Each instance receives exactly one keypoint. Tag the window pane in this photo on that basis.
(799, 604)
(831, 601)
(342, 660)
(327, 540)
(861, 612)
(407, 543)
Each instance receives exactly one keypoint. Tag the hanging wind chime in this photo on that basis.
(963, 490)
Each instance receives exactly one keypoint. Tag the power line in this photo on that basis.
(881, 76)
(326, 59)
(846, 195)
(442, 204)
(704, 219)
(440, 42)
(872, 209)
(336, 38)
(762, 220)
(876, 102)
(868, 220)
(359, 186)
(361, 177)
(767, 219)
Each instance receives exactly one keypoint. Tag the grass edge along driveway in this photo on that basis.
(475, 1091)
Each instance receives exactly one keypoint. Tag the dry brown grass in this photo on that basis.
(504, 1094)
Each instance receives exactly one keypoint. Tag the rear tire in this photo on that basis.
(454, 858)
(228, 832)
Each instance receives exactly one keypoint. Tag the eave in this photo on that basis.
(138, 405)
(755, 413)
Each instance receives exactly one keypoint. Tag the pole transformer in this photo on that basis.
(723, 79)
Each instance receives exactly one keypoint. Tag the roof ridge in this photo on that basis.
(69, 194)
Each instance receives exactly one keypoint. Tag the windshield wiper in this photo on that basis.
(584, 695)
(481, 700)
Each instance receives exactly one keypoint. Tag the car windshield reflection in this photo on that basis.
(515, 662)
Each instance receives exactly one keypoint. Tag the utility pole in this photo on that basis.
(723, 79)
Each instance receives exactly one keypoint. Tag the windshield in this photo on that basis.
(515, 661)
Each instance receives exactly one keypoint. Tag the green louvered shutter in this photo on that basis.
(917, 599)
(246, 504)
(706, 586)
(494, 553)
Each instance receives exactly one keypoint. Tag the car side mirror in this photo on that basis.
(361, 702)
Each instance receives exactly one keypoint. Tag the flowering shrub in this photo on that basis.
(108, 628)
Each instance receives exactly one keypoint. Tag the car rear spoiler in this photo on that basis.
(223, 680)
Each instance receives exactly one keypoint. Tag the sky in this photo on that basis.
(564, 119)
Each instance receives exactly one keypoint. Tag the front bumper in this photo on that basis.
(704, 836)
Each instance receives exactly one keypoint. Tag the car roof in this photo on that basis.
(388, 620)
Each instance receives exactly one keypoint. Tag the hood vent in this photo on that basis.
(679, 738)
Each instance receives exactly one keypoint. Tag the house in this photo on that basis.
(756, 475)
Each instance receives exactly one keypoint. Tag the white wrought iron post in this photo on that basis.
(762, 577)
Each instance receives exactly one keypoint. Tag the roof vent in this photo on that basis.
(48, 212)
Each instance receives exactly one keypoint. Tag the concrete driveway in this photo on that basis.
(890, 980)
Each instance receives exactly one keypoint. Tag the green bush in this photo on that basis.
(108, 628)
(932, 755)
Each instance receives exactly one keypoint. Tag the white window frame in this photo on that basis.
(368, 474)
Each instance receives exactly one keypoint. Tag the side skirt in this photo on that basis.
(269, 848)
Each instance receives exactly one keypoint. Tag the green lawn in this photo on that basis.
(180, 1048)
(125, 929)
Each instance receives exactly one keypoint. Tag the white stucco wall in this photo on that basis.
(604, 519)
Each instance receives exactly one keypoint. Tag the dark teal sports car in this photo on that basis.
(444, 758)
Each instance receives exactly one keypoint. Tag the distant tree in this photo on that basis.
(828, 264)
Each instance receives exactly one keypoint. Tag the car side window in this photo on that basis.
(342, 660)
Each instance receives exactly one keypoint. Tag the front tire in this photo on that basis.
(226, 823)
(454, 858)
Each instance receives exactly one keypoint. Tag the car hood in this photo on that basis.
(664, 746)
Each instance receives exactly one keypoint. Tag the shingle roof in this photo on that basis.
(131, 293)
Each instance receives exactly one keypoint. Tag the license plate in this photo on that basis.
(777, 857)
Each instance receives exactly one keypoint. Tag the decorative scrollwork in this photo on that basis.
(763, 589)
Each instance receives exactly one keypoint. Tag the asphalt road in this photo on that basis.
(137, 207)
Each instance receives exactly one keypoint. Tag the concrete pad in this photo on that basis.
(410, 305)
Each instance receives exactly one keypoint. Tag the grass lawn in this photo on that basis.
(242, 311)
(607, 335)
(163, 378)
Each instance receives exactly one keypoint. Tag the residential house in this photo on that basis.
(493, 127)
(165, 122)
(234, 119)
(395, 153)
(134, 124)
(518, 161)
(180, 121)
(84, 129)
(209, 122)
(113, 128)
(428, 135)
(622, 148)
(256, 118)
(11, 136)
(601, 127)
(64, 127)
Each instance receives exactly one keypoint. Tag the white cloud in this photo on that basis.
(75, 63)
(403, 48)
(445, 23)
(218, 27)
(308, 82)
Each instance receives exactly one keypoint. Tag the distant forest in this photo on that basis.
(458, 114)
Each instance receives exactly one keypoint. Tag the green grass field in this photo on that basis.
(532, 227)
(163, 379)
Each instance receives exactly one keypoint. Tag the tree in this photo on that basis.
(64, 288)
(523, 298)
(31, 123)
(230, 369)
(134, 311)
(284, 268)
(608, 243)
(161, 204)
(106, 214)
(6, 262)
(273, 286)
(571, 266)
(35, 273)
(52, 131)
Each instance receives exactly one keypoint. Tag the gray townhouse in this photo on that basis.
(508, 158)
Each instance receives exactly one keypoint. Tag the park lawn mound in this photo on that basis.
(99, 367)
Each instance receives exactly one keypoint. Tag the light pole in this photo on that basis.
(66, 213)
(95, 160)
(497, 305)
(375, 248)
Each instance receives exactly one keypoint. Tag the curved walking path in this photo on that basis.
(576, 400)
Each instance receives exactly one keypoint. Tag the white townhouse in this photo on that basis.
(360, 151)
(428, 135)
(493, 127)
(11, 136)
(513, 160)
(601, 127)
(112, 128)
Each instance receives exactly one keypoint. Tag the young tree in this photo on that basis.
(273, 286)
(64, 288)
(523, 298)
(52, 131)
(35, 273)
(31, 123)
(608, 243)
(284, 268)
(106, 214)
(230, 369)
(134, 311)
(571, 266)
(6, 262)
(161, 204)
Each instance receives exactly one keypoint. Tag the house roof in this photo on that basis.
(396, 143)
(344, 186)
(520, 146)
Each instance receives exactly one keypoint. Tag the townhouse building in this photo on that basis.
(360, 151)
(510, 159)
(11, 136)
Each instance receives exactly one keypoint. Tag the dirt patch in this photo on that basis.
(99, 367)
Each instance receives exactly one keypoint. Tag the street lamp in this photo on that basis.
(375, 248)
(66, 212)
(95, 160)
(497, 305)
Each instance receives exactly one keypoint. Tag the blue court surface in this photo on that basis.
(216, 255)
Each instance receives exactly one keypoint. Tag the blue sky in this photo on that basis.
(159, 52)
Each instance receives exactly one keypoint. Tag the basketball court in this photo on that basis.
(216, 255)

**PROBLEM**
Take the records above and return them exactly as written.

**FINAL ANSWER**
Each instance receives exactly one keypoint. Tag the window pane in this photo on that basis.
(799, 604)
(831, 601)
(342, 660)
(327, 540)
(861, 612)
(407, 543)
Each instance receives exactly one keypoint. Tag the hanging wind chime in this photo on that basis.
(963, 490)
Each instance receives exactly one keypoint. Tag the power line in this photo on that basis.
(881, 76)
(326, 59)
(846, 195)
(442, 204)
(704, 219)
(440, 42)
(872, 209)
(336, 38)
(762, 220)
(876, 102)
(868, 220)
(359, 186)
(361, 177)
(767, 219)
Each instance receives exactly one keypoint. Tag the grass edge along driveway in this photo on that basis.
(475, 1091)
Each instance receives exactly one keypoint. Tag the dry brown grass in this photo on that basis.
(504, 1094)
Each instance receives exactly one keypoint. Tag the rear tire in this photo on that basis.
(454, 858)
(228, 832)
Each instance receives exactly one keypoint. Tag the eave in this photo on that basis.
(138, 405)
(755, 413)
Each instance receives exactly one keypoint. Tag the pole transformer in this photo on that basis.
(723, 79)
Each instance receives exactly one keypoint. Tag the roof ridge in this photo on that basis.
(69, 194)
Each instance receives exactly one keypoint. Tag the windshield wiper in this photo on that basis.
(584, 695)
(481, 700)
Each instance receives exactly one keypoint. Tag the car windshield reflection in this photo on that basis.
(515, 662)
Each instance receives exactly one keypoint. Tag the utility pole in this photo on that basis.
(723, 79)
Each instance receives exactly one keypoint. Tag the windshield in this photo on that basis.
(515, 661)
Each instance receives exactly one keypoint. Tag the green louvered shutter in this photo on that basis.
(917, 599)
(246, 504)
(706, 586)
(494, 553)
Each instance receives exactly one keypoint. Tag the car side mirror in this photo on that basis.
(361, 702)
Each instance receives exactly one keypoint. Tag the flowering shrub in this photo on that basis.
(108, 628)
Each instance receives exactly one keypoint. Tag the car rear spoiler in this photo on that basis.
(223, 680)
Each instance receives exactly one keypoint. Tag the sky in this photo on that basis.
(564, 119)
Each instance receives exactly one keypoint. Tag the front bumper in this photo on that basis.
(704, 836)
Each instance receives exactly one keypoint. Tag the car roof in this photo on that basis.
(388, 620)
Each instance receives exactly one keypoint. Tag the hood vent in this photo on that basis.
(679, 738)
Each instance receives exactly one keypoint. Tag the house in this photo on that basis.
(756, 475)
Each instance receives exactly one keypoint. Tag the white wrought iron post in this photo on that basis.
(762, 577)
Each instance receives exactly one keypoint. Tag the roof vent in this photo on that basis.
(48, 212)
Each instance receives exactly one keypoint. Tag the concrete driveway in this photo on that basis.
(890, 980)
Each instance receives exactly one keypoint. Tag the green bush in this photo on that basis.
(108, 628)
(932, 755)
Each instance receives exactly one keypoint. Tag the white window frame in this photo on that basis.
(368, 474)
Each instance receives exactly one keypoint. Tag the side skirt in this photo on that basis.
(269, 848)
Each instance receives exactly one keypoint. Tag the green lawn in this photo on that basis.
(180, 1048)
(125, 929)
Each instance receives exactly one keypoint. Tag the white stucco wall in this photo on that basis.
(604, 519)
Each instance receives exactly one keypoint. Tag the dark teal sports car in this photo on that basis.
(444, 758)
Each instance receives exactly one keypoint. Tag the distant tree in this photo on that basis.
(828, 264)
Each instance receives exactly one keypoint. Tag the car side window in this photo on that basis.
(342, 660)
Each instance receives exactly one keypoint. Tag the front tire in this photo on that basis.
(226, 823)
(454, 858)
Each instance receives exactly one keypoint. Tag the car hood in this photo on that basis.
(664, 746)
Each instance receives exactly one keypoint. Tag the shingle roof in this photo on that basis.
(131, 293)
Each instance receives exactly one keypoint. Tag the license plate in this photo on that basis.
(777, 857)
Each instance receives exactly one keypoint. Tag the decorative scrollwork in this photo on that basis.
(763, 589)
Each instance receives exactly one keypoint. Tag the asphalt road in this photo on that basis.
(137, 207)
Each instance receives exactly one keypoint. Tag the concrete pad in this photo on that basis.
(410, 305)
Each instance receives exactly one keypoint. Tag the grass lawn in this photo on that basis.
(242, 311)
(607, 335)
(163, 378)
Each instance receives exactly one keypoint. Tag the residential house in this photo on that basis.
(493, 127)
(165, 122)
(234, 119)
(395, 153)
(134, 124)
(518, 161)
(180, 121)
(84, 129)
(209, 122)
(113, 128)
(428, 135)
(622, 148)
(256, 118)
(11, 136)
(601, 127)
(64, 127)
Each instance receives exactly one keypoint. Tag the white cloud in this photo on that basis.
(75, 63)
(403, 48)
(445, 23)
(218, 27)
(308, 82)
Each instance receives exactly one keypoint. Tag the distant forest in this photo on that basis.
(458, 114)
Each instance receives exactly one keypoint. Tag the green grass field in this photo on that basis.
(532, 227)
(163, 379)
Each instance receives exactly one keypoint. Tag the tree in this photo on that basis.
(64, 288)
(523, 298)
(31, 123)
(230, 369)
(134, 311)
(284, 268)
(608, 243)
(161, 204)
(106, 214)
(6, 262)
(273, 286)
(571, 266)
(35, 273)
(52, 131)
Each instance receives exactly one keypoint. Tag the gray townhouse in this photo on that basis.
(508, 158)
Each instance receives exactly one keypoint. Tag the park lawn mound in this photo on that basis.
(99, 367)
Each instance receives exactly one keypoint. Tag the light pole in this photo on that basis.
(66, 213)
(95, 160)
(497, 305)
(375, 248)
Each instance receives exactly one keypoint. Tag the curved walking path in this photo on that basis.
(576, 400)
Each instance receives exactly one keypoint. Tag the white townhouse in this photo on that basis.
(360, 151)
(428, 135)
(493, 127)
(11, 136)
(513, 160)
(601, 127)
(112, 128)
Each instance receives exactly one keypoint. Tag the young tree in this photo on that basis.
(273, 286)
(64, 288)
(523, 298)
(52, 131)
(35, 273)
(31, 123)
(608, 243)
(284, 268)
(106, 214)
(230, 369)
(134, 311)
(571, 266)
(6, 262)
(161, 204)
Each instance receives exactly one keypoint. Tag the house roof in this photo on that basis.
(396, 143)
(344, 186)
(520, 146)
Each instance receives exactly one keypoint. Tag the townhouse building in this photo on that basis.
(360, 151)
(510, 159)
(11, 136)
Each instance receives exactly one keypoint. Tag the dirt patch in this photo on that basis.
(99, 367)
Each instance receives exactly one keypoint. Tag the street lamp in this photo on that basis.
(375, 248)
(66, 212)
(95, 160)
(497, 305)
Each instance receives exactly one keypoint. Tag the blue court surface in this photo on that basis.
(216, 255)
Each instance receives exactly one keypoint. Tag the blue sky in this photo on that basis.
(159, 52)
Each instance receives exactly one keypoint. Tag the basketball court in this photo on that basis.
(216, 255)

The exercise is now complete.